## What you should do
Can you rewrite the Silent Night review from "Griffin wrote the" to "of impending doom.", swapping "screenplay" for "script"?
:: Quoted passage
The feature directorial debut of writer-director Camille Griffin, Silent Night is a dark but compelling holiday twist on the “last night of the world” premise, that takes a bold, eerily believable high concept setup and applies it to a stripped down character dramedy set at Christmas.

The film follows Nell (Keira Knightley) and her husband Simon (Matthew Goode), who are hosting Christmas dinner for their privileged family and friends at a large house in the English countryside. But there is a poisonous cloud sweeping over the world caused by pollution and climate change, that will kill everything it touches. From here, Silent Night takes a very dark turn that raises some intriguing moral questions, especially with it being released in the midst of a global pandemic.

Griffin wrote the screenplay before COVID-19 hit, and the film finished shooting just before lockdown started in the UK. But the climate disaster storyline, and the film’s commentary on class and collective responsibility, play very differently in the face of the pandemic. It’s hard not to view the film as an accidental COVID allegory now, with allusions to lockdowns, vaccine hesitancy, and government compliance in the face of impending doom.
::::
:: Record set
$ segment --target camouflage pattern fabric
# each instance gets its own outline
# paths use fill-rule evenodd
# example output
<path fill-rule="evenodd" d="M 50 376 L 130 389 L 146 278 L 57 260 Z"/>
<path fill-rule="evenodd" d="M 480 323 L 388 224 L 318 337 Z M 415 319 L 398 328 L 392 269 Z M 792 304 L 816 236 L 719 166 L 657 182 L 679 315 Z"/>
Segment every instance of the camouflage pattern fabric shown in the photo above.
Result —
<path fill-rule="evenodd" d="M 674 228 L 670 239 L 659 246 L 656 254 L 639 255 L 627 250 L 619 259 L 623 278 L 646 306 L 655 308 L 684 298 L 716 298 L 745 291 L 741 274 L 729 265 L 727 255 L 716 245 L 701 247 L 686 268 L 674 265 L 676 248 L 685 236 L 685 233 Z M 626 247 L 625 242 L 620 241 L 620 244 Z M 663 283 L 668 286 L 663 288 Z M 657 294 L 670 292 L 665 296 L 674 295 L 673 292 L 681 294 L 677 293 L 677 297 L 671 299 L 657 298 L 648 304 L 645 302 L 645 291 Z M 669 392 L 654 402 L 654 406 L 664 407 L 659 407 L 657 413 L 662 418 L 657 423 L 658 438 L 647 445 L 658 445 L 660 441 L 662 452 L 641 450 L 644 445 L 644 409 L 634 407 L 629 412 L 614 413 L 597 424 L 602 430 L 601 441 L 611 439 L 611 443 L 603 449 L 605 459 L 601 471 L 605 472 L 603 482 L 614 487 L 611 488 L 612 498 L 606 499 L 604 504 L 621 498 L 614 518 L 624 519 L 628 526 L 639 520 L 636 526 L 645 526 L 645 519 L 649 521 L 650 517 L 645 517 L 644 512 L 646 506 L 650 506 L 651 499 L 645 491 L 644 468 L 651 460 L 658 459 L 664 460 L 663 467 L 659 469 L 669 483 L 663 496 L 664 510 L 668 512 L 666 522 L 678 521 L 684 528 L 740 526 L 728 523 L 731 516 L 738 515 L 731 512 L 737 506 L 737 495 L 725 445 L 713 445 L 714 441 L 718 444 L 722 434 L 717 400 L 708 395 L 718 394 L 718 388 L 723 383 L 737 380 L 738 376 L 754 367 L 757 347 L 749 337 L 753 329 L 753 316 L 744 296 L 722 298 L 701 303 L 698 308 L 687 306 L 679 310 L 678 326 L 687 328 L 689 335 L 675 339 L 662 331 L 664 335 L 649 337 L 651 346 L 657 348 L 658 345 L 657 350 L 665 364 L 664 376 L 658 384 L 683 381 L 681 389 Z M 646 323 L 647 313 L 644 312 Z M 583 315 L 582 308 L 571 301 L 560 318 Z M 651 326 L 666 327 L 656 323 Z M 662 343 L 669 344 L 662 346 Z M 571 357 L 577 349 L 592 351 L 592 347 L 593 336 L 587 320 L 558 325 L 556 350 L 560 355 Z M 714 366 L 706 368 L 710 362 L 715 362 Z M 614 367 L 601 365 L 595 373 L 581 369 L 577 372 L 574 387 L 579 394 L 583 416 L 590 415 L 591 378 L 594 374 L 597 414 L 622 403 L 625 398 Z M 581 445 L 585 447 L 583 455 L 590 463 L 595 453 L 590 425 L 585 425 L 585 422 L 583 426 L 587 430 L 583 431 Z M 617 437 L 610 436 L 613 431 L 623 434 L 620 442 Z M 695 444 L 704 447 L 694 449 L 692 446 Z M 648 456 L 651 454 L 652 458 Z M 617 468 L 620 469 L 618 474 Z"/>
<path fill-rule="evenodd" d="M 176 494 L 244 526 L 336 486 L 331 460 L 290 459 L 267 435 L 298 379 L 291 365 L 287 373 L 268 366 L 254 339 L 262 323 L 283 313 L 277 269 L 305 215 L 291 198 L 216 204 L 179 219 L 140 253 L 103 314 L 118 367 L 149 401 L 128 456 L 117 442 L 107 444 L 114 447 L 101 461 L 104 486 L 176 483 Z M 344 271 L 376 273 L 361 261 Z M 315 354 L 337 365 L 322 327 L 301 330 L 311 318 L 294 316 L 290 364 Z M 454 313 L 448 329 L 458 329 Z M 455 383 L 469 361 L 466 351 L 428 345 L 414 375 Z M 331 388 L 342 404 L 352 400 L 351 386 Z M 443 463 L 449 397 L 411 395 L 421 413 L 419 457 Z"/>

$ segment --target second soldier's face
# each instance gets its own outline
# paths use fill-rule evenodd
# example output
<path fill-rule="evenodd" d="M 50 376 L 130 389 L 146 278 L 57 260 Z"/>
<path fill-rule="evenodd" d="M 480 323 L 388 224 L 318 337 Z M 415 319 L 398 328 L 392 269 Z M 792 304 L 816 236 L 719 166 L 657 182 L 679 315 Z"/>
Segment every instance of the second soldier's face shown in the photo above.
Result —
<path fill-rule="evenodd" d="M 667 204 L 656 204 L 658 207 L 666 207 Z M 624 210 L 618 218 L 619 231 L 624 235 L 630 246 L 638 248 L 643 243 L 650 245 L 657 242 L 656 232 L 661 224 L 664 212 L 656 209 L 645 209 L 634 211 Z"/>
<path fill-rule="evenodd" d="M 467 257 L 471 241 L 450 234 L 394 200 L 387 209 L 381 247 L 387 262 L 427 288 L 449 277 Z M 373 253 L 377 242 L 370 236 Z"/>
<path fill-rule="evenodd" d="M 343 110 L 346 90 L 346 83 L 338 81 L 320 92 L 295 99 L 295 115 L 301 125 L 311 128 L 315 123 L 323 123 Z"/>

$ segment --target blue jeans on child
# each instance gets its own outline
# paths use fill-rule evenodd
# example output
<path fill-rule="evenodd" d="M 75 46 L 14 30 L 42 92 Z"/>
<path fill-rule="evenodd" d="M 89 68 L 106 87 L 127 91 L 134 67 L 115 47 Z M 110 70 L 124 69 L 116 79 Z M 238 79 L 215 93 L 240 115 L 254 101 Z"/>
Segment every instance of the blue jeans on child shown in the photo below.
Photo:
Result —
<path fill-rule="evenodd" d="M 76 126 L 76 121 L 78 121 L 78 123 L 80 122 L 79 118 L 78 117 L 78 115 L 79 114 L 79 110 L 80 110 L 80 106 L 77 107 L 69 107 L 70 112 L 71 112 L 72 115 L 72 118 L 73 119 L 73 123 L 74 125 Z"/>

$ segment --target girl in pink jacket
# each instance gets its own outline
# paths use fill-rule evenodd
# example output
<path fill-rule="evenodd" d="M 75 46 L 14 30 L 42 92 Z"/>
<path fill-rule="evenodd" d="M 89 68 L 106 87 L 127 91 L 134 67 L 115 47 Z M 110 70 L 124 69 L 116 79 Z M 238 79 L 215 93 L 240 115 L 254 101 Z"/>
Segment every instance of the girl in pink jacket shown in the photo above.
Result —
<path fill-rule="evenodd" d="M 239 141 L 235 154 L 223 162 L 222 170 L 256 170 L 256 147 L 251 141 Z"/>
::::
## Answer space
Griffin wrote the script before COVID-19 hit, and the film finished shooting just before lockdown started in the UK. But the climate disaster storyline, and the film’s commentary on class and collective responsibility, play very differently in the face of the pandemic. It’s hard not to view the film as an accidental COVID allegory now, with allusions to lockdowns, vaccine hesitancy, and government compliance in the face of impending doom.